◆ GOAL OF THE EXERCISE:
Only the lines from the one containing "Would you mind pointing to the palm tree in" through the end of the data below should be copied, each exactly as written and with both ends kept.

◆ Stored data entries:
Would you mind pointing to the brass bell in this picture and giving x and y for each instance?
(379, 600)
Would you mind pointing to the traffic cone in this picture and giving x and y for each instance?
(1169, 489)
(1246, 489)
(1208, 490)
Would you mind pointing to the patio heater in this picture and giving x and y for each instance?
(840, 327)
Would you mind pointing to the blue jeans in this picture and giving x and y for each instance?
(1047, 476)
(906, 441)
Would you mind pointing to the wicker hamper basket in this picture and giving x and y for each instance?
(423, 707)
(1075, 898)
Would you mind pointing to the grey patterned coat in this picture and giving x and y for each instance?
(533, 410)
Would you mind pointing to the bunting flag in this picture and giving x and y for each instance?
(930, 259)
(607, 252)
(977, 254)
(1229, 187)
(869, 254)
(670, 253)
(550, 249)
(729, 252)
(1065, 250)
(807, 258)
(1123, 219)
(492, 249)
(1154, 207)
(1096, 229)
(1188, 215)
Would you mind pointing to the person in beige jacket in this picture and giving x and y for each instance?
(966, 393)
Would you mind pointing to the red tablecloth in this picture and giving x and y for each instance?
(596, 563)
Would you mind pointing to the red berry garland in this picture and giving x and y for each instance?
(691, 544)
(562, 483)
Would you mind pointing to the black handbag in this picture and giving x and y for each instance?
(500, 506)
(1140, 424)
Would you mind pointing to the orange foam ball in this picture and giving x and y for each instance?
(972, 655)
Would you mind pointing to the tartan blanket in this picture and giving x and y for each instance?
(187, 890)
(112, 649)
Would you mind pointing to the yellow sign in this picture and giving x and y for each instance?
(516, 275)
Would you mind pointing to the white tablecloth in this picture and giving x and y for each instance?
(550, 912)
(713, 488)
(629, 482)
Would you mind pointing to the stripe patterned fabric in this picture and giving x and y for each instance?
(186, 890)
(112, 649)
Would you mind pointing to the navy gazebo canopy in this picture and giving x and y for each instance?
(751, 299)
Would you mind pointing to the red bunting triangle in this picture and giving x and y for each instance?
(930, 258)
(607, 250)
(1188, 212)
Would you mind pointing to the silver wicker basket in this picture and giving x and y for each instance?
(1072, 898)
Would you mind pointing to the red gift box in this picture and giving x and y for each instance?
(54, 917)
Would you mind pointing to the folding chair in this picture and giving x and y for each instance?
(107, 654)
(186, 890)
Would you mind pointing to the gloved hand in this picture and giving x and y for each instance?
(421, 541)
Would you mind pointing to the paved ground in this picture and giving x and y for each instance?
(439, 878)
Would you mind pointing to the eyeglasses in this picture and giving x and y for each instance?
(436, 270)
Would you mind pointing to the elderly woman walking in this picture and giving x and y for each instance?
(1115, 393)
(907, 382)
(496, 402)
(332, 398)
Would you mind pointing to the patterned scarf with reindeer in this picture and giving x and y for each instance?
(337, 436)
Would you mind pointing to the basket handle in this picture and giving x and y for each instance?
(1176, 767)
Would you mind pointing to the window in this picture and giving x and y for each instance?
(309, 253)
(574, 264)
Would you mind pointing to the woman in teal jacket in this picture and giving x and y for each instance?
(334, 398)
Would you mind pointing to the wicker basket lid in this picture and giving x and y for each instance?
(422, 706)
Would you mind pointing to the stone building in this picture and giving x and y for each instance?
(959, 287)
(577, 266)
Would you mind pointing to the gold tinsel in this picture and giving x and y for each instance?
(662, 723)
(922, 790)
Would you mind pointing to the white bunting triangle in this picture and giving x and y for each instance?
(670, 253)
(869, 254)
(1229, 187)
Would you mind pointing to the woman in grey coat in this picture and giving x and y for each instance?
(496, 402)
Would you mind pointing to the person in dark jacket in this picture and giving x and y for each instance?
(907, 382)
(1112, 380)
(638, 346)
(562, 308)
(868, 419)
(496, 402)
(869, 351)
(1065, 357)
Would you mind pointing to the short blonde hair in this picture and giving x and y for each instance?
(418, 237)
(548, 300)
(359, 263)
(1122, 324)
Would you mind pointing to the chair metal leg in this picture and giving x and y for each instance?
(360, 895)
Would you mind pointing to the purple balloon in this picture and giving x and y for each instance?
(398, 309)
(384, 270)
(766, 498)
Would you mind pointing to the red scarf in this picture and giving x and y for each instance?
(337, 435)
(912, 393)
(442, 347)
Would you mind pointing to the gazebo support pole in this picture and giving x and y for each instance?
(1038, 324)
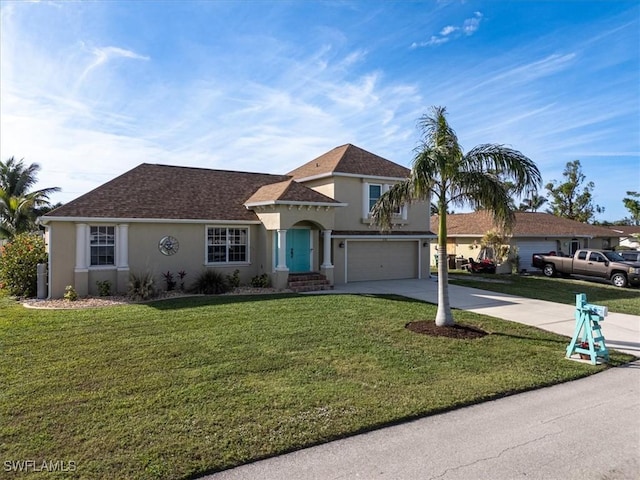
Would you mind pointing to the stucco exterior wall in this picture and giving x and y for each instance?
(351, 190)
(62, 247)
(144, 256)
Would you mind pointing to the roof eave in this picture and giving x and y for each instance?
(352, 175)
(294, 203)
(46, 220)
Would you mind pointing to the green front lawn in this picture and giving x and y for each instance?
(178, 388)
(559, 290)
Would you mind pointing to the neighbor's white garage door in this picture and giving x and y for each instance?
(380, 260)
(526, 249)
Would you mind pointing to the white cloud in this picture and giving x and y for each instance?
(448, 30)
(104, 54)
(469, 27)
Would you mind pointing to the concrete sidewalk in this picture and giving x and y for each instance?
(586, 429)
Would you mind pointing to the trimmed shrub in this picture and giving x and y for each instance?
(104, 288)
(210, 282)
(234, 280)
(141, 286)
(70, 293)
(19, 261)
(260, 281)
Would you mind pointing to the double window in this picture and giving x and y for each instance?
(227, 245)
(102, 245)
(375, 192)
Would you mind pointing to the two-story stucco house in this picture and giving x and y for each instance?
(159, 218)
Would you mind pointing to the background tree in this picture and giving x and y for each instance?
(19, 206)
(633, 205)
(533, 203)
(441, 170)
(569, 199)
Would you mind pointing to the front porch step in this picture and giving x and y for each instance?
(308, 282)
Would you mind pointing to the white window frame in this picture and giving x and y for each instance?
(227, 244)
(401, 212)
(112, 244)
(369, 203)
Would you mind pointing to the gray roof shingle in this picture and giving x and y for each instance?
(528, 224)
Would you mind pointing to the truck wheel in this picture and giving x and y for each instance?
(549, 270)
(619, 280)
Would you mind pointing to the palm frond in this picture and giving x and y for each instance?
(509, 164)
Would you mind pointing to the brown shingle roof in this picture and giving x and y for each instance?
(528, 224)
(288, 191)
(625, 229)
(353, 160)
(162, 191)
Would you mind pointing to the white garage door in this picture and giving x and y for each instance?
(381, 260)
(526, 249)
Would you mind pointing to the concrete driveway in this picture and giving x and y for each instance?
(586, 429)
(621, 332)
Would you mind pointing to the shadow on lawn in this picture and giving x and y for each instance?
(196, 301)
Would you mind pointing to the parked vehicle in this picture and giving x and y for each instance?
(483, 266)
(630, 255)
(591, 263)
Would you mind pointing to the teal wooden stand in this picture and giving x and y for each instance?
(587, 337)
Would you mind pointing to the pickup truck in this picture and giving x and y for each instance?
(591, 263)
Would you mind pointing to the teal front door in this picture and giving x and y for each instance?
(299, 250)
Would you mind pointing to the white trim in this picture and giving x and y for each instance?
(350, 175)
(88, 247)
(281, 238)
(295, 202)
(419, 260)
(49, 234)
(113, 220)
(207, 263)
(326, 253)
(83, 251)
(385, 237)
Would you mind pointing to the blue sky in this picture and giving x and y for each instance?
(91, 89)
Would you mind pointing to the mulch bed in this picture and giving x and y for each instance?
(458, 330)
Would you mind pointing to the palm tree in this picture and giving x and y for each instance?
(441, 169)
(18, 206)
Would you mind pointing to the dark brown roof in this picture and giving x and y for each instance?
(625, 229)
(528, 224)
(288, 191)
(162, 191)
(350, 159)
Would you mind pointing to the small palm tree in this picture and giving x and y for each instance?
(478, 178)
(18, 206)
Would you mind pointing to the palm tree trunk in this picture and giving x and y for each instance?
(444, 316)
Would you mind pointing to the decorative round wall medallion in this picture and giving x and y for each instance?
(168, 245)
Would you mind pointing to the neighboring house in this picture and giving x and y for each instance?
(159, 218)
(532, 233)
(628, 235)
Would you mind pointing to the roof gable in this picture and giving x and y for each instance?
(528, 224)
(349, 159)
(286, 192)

◆ OUTPUT BELOW:
Would you mind pointing to the palm tree in this picture and giving x and y for each instance?
(441, 169)
(18, 206)
Would you mind pointing to the dark brown roof in this picture and giving x and y for each instance?
(625, 229)
(528, 224)
(288, 191)
(162, 191)
(350, 159)
Would you mind pointing to the small palm tree in this picture and giving x and y for each instance?
(478, 178)
(18, 206)
Would you mind pointing to the palm tree trunk in this picture and giving x and y for each instance?
(444, 316)
Would you mind pointing to the decorative round wall medallion in this picture and giving x and y for each instance?
(168, 245)
Would you mind pointing to the neighboring house in this picture and giving x and y for each instance?
(159, 218)
(532, 233)
(628, 235)
Would you mind pointing to the roof gable in this picture and giving x and y for each instance?
(528, 224)
(349, 159)
(286, 192)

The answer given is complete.